§ Study text
★ ★ ★ ★ ★
Darnley was not stupid. He refused to lodge at Craigmillar because he loathed and feared Sir Simon Preston and had already heard whispers of a plot. But until Darnley was cured, he did not want to return to Holyrood. He was prodigiously vain and could not bear the thought of people seeing his pocks and pustules. Until his treatment was completed and his skin back to normal, he wished to remain in seclusion. Even in the privacy of his upstairs bedroom at Kirk o’Field, he wore a taffeta mask over his face.
He was willing to return to Edinburgh, but to a house of his own choosing. The one he selected was far enough away from the hurly-burly of the High Street and the Canongate, yet close enough for Mary to visit, which suited his sense of self-importance. It was vacant because it had recently come into the possession of Robert Balfour, brother of Sir James. It was situated near the top of a steep hill beside the fields, in an area known for its salubrious air. (Holyrood was on low ground and known for its winter smog from the burning of wood and coal fires.) This house was ideal for a convalescent. Where Darnley miscalculated was in the fact that Sir James had changed sides and was allied with Morton and Bothwell.
★ ★ ★ ★ ★
§ Listed records

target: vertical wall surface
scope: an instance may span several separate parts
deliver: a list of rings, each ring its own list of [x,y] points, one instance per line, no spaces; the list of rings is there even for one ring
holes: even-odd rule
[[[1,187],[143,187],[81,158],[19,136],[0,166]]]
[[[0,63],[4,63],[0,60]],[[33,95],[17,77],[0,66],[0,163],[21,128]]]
★ ★ ★ ★ ★
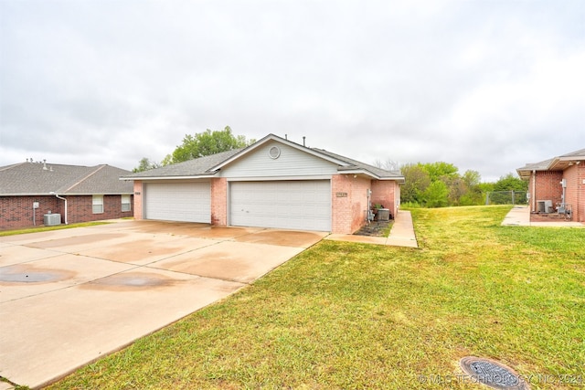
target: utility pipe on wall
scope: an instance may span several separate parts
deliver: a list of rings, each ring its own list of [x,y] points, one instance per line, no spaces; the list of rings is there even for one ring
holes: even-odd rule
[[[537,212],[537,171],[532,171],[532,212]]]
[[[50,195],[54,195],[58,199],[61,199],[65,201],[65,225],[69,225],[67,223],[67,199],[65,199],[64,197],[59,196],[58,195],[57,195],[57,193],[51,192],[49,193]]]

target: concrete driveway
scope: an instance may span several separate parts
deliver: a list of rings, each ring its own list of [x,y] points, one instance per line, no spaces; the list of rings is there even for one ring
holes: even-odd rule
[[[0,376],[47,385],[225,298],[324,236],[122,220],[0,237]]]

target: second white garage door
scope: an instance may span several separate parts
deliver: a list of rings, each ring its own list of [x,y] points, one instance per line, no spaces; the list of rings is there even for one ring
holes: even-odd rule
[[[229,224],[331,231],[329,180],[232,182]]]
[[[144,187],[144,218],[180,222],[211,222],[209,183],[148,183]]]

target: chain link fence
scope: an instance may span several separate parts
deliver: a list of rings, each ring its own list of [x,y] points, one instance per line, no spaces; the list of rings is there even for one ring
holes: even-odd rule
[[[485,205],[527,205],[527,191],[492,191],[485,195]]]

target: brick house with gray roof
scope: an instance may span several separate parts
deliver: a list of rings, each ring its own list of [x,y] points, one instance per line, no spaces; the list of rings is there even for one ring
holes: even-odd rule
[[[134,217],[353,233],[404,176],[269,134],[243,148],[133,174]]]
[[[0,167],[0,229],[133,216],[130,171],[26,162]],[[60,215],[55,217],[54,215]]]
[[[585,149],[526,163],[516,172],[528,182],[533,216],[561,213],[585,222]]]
★ ★ ★ ★ ★
§ Problems to solve
**a.** From the passage about Darnley's lodging, repeat the text starting at the words "He was willing" and ending after the words "Morton and Bothwell.".
**b.** List every place named in the passage about Darnley's lodging.

§ Responses in order
**a.**
He was willing to return to Edinburgh, but to a house of his own choosing. The one he selected was far enough away from the hurly-burly of the High Street and the Canongate, yet close enough for Mary to visit, which suited his sense of self-importance. It was vacant because it had recently come into the possession of Robert Balfour, brother of Sir James. It was situated near the top of a steep hill beside the fields, in an area known for its salubrious air. (Holyrood was on low ground and known for its winter smog from the burning of wood and coal fires.) This house was ideal for a convalescent. Where Darnley miscalculated was in the fact that Sir James had changed sides and was allied with Morton and Bothwell.

**b.**
Craigmillar
Holyrood
Kirk o'Field
Edinburgh
High Street
Canongate